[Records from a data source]
☆ ☆ ☆ ☆ ☆
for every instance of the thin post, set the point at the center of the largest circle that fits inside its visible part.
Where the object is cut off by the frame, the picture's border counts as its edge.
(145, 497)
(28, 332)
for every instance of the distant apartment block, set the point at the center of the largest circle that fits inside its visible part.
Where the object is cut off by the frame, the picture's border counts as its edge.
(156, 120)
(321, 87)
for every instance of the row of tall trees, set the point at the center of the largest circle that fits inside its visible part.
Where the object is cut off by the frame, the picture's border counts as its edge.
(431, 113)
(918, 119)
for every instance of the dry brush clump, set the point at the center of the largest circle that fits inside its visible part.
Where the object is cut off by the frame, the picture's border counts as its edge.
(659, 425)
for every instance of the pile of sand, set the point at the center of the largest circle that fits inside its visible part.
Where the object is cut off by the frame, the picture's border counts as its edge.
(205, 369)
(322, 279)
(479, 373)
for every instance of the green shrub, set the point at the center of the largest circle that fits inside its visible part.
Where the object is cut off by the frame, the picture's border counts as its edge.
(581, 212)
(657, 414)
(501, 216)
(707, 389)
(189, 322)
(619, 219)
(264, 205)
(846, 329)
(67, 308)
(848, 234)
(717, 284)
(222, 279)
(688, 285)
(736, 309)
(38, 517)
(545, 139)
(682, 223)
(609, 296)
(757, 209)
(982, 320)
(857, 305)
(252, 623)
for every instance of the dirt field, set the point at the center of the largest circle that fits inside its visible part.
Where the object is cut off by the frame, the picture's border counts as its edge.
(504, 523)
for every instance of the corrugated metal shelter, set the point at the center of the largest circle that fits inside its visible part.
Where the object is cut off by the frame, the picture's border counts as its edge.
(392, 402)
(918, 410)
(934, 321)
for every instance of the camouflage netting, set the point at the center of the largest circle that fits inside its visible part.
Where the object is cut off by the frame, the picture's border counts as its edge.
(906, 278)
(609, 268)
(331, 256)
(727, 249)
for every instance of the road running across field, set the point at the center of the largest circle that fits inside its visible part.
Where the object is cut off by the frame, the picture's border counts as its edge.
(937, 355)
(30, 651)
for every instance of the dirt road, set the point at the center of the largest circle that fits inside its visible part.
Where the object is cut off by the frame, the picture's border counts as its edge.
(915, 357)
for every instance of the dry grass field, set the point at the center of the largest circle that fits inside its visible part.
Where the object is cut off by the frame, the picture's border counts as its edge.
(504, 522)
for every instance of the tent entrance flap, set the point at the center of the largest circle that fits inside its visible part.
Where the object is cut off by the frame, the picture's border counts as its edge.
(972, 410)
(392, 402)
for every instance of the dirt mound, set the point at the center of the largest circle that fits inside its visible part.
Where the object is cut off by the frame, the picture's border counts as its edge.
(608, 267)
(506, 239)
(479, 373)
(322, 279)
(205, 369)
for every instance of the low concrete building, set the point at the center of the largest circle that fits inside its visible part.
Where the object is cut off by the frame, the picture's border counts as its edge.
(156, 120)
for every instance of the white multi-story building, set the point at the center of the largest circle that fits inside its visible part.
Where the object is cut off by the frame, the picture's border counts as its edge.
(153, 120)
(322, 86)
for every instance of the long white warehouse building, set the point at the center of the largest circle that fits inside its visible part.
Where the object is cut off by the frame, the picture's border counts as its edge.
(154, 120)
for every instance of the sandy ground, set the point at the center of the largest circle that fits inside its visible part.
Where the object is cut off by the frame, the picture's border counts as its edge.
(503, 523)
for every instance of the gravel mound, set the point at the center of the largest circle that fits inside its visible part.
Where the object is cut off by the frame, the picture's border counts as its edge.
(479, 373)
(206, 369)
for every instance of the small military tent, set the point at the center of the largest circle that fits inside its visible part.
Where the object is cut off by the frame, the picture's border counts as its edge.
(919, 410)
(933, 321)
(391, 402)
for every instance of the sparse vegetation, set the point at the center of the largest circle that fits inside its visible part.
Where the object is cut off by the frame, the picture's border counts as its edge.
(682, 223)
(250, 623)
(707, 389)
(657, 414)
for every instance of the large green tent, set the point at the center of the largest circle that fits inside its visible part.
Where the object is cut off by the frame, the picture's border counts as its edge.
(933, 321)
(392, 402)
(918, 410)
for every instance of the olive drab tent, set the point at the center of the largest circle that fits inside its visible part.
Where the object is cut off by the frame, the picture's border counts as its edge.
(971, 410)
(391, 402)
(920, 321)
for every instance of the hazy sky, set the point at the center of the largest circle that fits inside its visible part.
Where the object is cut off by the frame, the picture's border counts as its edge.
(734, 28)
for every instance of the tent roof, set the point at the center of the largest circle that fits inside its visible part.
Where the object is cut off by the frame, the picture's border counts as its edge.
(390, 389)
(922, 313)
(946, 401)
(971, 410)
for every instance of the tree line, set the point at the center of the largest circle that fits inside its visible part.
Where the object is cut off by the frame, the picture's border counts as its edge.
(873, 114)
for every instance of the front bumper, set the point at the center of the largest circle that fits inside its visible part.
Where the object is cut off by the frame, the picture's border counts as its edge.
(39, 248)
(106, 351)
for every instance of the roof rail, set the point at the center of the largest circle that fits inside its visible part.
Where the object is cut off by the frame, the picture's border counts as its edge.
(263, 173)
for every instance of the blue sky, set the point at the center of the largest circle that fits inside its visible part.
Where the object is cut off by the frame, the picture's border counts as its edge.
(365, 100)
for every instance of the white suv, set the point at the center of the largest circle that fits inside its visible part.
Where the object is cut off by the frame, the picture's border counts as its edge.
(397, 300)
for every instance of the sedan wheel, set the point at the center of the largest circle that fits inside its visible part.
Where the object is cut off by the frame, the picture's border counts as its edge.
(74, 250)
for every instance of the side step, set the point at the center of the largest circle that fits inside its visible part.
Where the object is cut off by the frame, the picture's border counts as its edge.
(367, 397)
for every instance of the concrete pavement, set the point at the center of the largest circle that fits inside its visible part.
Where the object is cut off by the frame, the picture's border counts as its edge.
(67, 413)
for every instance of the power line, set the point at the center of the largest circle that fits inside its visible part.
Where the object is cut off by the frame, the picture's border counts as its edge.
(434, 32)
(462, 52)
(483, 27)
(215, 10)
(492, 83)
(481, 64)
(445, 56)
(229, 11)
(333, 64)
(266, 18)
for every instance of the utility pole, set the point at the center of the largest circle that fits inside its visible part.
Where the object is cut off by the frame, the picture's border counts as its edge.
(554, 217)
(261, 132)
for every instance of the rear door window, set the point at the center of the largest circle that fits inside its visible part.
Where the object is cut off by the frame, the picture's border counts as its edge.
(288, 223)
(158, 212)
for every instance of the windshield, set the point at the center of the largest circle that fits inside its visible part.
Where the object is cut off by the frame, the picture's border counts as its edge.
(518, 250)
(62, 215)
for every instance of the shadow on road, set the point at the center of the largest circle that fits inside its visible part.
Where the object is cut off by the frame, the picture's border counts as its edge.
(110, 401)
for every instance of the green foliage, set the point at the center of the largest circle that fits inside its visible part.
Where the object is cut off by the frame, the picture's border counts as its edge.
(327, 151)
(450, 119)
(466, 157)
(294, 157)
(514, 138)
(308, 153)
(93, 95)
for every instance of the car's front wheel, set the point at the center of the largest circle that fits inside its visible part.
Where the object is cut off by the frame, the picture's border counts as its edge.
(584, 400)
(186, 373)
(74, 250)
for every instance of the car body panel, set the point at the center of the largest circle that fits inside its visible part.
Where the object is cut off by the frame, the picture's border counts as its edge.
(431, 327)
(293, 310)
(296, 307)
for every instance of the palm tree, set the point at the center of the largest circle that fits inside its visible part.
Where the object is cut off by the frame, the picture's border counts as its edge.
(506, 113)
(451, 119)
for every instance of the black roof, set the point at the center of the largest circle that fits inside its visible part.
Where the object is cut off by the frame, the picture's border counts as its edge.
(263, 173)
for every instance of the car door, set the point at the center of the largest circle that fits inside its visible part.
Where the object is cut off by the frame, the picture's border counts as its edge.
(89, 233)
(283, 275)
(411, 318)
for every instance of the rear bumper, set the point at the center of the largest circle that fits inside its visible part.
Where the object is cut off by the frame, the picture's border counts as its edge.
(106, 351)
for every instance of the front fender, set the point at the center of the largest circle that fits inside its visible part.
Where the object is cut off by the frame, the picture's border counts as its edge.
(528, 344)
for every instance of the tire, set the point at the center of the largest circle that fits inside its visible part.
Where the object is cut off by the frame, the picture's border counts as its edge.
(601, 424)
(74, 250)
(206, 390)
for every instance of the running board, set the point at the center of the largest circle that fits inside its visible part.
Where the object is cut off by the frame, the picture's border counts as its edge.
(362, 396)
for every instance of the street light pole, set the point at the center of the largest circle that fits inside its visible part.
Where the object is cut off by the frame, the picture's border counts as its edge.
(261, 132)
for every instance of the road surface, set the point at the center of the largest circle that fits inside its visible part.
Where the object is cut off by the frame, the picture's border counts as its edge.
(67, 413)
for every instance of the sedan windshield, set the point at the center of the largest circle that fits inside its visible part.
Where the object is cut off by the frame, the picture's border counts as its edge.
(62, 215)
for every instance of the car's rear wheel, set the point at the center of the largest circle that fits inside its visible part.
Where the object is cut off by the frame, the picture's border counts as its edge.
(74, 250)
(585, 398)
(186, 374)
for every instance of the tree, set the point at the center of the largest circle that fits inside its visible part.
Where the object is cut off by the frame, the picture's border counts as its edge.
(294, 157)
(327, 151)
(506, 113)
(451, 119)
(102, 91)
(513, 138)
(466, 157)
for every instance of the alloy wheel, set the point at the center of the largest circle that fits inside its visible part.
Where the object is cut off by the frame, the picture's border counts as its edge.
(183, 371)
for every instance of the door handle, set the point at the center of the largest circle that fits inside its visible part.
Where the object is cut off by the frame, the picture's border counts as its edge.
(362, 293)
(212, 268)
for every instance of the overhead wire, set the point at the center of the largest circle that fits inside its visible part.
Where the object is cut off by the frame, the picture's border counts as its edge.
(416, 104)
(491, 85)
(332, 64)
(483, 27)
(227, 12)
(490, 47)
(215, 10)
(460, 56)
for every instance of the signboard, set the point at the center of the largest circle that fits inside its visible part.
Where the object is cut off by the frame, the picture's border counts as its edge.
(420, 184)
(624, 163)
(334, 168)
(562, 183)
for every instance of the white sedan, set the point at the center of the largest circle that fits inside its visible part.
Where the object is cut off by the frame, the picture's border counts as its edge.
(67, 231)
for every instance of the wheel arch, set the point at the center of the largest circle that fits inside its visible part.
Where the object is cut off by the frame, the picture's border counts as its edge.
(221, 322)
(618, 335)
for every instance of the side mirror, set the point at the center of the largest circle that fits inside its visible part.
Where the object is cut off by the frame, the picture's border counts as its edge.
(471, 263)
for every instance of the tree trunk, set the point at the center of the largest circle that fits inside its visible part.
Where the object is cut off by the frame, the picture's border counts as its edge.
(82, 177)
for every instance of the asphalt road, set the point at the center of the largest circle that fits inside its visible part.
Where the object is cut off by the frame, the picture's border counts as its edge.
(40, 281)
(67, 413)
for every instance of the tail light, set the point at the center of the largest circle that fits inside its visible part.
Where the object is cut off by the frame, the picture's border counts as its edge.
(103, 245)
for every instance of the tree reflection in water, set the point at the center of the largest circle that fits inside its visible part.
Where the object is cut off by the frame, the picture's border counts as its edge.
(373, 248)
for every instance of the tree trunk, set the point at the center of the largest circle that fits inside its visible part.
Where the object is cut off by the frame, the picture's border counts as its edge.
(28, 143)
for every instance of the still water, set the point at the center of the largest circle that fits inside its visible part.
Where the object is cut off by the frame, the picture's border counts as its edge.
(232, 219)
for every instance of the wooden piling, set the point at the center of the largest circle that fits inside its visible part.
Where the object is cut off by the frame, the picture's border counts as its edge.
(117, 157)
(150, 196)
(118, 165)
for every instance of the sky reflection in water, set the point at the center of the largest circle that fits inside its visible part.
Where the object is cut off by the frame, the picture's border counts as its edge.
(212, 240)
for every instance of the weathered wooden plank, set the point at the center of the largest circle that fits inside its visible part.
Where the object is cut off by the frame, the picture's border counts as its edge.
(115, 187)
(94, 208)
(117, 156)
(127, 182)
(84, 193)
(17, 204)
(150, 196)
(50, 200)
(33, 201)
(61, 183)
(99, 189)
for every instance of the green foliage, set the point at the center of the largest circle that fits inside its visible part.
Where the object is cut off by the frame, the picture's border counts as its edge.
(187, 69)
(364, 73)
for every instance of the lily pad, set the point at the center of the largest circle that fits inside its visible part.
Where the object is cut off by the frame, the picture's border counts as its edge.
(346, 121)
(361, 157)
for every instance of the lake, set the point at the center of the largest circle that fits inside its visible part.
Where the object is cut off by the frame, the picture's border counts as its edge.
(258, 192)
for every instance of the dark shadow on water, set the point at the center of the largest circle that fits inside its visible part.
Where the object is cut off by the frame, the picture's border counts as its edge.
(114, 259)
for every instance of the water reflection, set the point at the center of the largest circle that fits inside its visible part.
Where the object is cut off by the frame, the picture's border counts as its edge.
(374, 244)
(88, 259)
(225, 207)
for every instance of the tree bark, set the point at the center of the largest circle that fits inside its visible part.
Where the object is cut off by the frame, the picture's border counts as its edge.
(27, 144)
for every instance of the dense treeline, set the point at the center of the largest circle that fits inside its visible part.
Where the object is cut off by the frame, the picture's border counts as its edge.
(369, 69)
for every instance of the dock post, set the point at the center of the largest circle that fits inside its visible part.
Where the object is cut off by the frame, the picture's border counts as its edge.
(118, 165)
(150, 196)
☆ ☆ ☆ ☆ ☆
Copy down each line in the entries that has the word "reflection".

**SOLUTION BELOW**
for every instance of the tree reflection in water, set the point at the center of the largest circle that fits inside its visible part.
for every instance of the sky reflection in water, set the point at the center of the largest circle that fits inside its visible part.
for every instance of the water reflection, set the point at the center of the largest circle that fits inside its visible part.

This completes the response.